El filósofo Antonio Valdecantos ensaya una crítica irónica y rigurosa de la modernidad tardía y sus tópicos

Es una verdad reconocida, al menos desde que Alicia encontró a Humpty Dumpty, que si se quiere conocer el significado de las palabras lo importante es saber quién manda. Para escarnio de la ingenua lógica, el poder soberano decidiría los destinos de la semántica. Pero la ingenuidad parece hoy mudarse de bando, ninguneando al sofista oviforme de Carroll. Y no porque la lingüística haya refutado su sentencia, sino por la naturaleza misma de un poder cuya esencia reside en que no se sepa quién manda. Esta desintegración de la autoridad es inherente a la condición totalitaria de un poder del que no hay quien escape porque nadie parece ostentarlo.

Con La excepción permanente, precedido hace unos meses por El saldo del espíritu, Antonio Valdecantos culmina por el momento su análisis, nada actual, de la actualidad que viene cultivando con excepcional tenacidad filosófica. Su milicia crítica exige zafarse del armazón de keywords con el que se teje la ideología de nuestro tiempo. En la tópica de esta modernidad tardía, conceptos de noble trayectoria como «emancipación», «soberanía», «independencia» o «vida», se han vuelto hitos de la inversión semántica del poder, que es también una inversión de nuestra forma de vivir y pensar (en) el tiempo. La entrecomillable «emancipación» ilustra la torsión conceptual a la que se ha sometido lo que primero fue un acto de liberación del hijo y luego una liberación del adulto con respecto a los lastres de la tradición. Convertida en compulsivo afán por superarse a uno mismo, su sentido es hoy el de una renovación constante que el «súbdito tardomoderno» debe estar dispuesto a seguir en beneficio de su propia realización, que es en realidad la de ese difuso poder, que Valdecantos, atento lector de Richard Sennet, llama «Mercado».

### FILAS
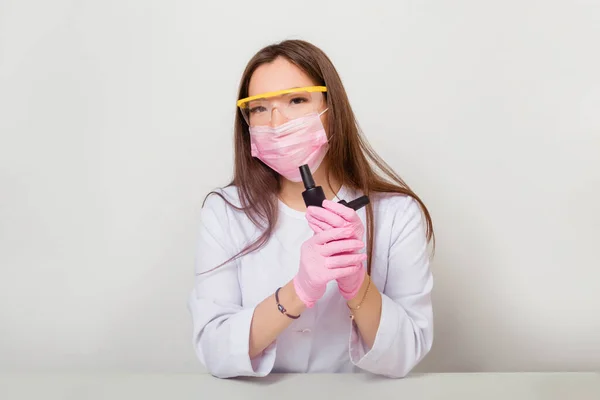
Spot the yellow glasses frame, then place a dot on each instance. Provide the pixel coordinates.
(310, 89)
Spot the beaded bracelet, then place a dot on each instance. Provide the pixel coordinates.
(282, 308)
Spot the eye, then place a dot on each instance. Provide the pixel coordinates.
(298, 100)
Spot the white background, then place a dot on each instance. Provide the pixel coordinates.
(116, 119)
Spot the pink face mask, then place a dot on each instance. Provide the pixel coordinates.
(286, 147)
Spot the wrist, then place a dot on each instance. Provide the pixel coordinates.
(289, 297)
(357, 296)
...
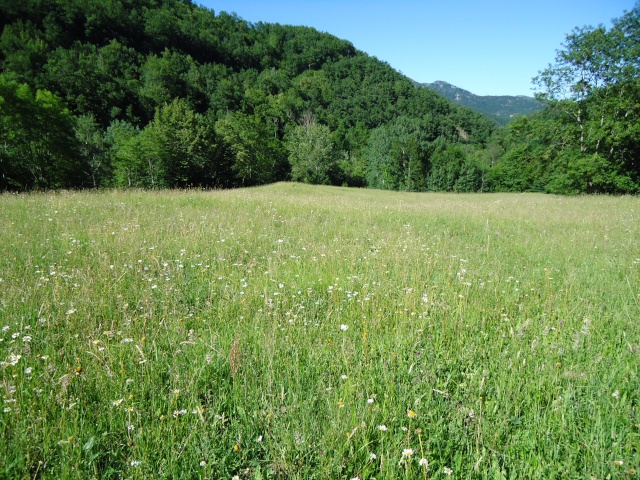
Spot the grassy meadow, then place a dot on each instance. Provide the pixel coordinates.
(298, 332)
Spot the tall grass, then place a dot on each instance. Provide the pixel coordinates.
* * *
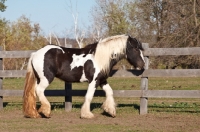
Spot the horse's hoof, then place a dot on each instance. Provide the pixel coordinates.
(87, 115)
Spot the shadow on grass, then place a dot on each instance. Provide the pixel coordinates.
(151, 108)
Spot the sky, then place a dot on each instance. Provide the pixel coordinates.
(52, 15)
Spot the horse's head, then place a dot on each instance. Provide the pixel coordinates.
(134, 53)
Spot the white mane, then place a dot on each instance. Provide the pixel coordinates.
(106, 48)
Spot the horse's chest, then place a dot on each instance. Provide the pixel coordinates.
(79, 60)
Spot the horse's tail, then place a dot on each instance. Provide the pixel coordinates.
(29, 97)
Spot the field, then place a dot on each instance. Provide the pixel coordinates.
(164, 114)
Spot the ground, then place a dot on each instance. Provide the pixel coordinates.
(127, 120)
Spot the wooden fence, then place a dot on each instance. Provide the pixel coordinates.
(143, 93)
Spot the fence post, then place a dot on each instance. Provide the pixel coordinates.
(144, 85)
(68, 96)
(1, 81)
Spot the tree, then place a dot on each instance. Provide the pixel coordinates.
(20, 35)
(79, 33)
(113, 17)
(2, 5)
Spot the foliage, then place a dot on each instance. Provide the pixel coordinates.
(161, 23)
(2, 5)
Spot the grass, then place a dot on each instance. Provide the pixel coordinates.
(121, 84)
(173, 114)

### EL PROBLEMA
Por favor, prosigue el texto de lectura sobre la crítica de Antonio Valdecantos a la modernidad tardía a partir de su última oración.

### RESPUESTA ESCRITA
Si en el siglo XIX inspiraba los tumultos urbanos, en el XXI la emancipación se inscribe dentro del «manual de conducta que el perfecto capataz empresarial usará como código del empleado modelo». La experiencia del tiempo que le corresponde es la de una cadena de proyectos siempre dispuestos a su recambio y olvido. El hechizo por el que la trasgresión y el desafío individuales se han tornado atributos del individuo acrítico forma parte de la «excepción permanente» que titula el ensayo. El oxímoron o, más bien, epanortosis, nada tiene que ver con el clásico «estado de excepción» a que recurre el soberano para asegurarse el mando, sino con la subordinación al Mercado de toda potestad política, análoga a su capitulación ante la autoridad militar: un escenario propicio para el maridaje entre la metaforología bélica de la economía y las retóricas vitalistas de la autoayuda.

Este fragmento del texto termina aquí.